### REQUIREMENT A
Answer these questions from the passage on chained assignment in C and C++:
(i) What does the passage say every expression in C or C++ has, which lets chained assignment statements work?
(ii) In the statement k = i = ++j ;, by how much does the pre-increment operator increase the value of j?
(iii) What return type does the passage give for the assignment operator written in the previous example?

### SOURCE PASSAGE
########################################
Let’s go on and look what happens when we actually do this assignment? In the assignment of integers, say we have three integers i, j and k with some values. It is quiet legal to write as i = j ; By this ,we assign the value of j to i. After this we write k = i ; this assigns the value of i to k. In C, we can write the above two assignment statements in one line as follows
k = i = j ;
This line means first the value of j is assigned to i and that value of i is assigned to k. The mechanism that makes this work is that in C or C++ every expression itself has a value. This value allows these chained assignment statements to work. For example, when we write k = i = j ; then at first i = j is executed. The value at the left hand side of this assignment statement is the value of the expression that is returned to the part ‘ k =’ .This value is later assigned to k. Now take another example. Suppose we have the following statement:
k = i = ++j ;
In this statement, we use the pre-increment operator, as the increment operator (++) is written before j. This pre-increment operator will increment the value of j by 1 and this new value will be assigned to i. It is pertinent to note that this way ++j returns a value that is used in the statement. After this, the value of i is assigned to k. For integers, it is ok. Now, how can we make this mechanism work with our String objects. We have three String objects s1 , s2 and s3. Let’s say there is a value (a string ) in the buffer of s1. How can we write s3 = s2 = s1 ;. We have written s2 = s1 in the previous example in assignment operator. We notice that there is no return statement in the code of the assignment operator. It means that operator actually returns nothing as it has a void return type. If this function is not returning any thing then s3 = s2 = s ; cannot work. We make this work with the help of this pointer.
########################################
### REQUIREMENT B
Tally the lines of the records that contain the string "Query", with case counting, and give only the number.

### ENTRIES SHOWN
########################################
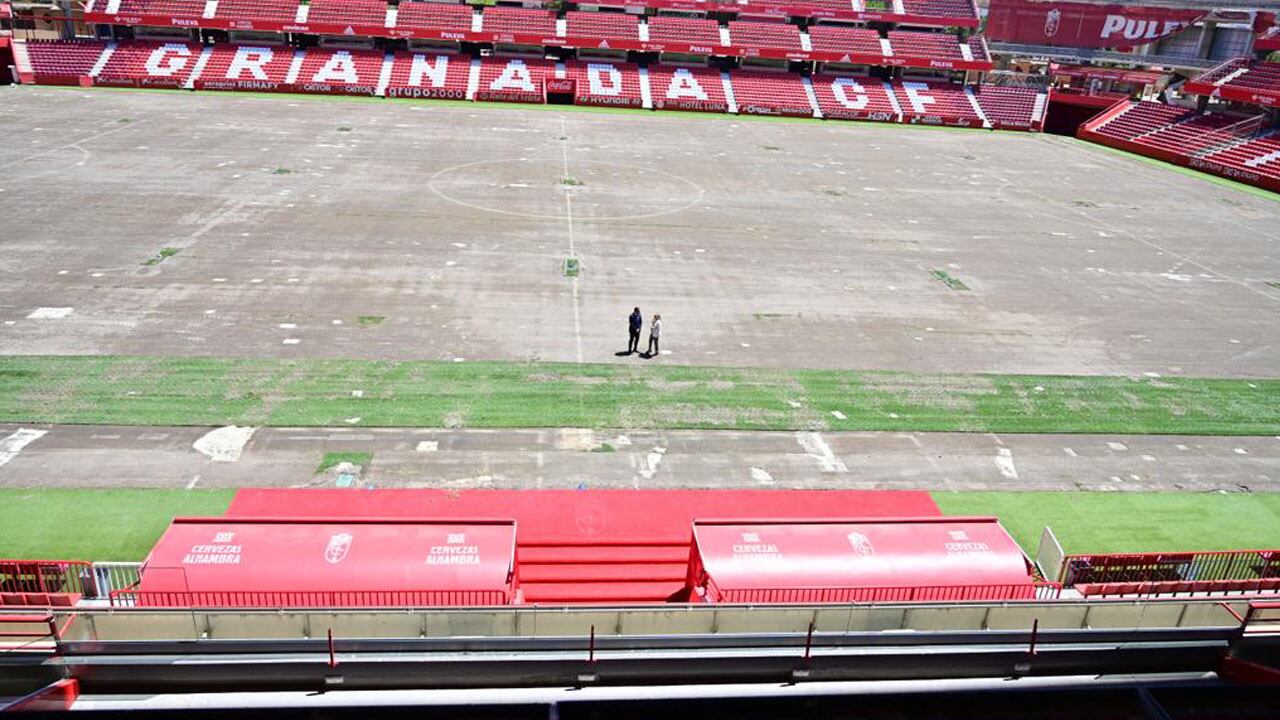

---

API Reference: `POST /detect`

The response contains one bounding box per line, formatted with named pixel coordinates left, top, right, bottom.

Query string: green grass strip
########################################
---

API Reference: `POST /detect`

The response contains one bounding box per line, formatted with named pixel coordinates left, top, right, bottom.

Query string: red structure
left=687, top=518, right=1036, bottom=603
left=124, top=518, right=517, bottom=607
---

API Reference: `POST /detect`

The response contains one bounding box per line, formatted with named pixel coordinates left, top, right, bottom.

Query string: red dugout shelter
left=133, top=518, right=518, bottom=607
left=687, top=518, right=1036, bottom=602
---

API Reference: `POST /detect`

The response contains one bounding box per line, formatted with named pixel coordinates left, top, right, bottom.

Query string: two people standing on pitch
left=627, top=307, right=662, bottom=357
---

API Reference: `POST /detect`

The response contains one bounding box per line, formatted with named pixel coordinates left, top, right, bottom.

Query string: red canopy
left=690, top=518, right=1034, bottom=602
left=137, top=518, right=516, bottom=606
########################################
### RESPONSE A
(i) Every expression itself has a value.
(ii) By 1.
(iii) A void return type.

### RESPONSE B
5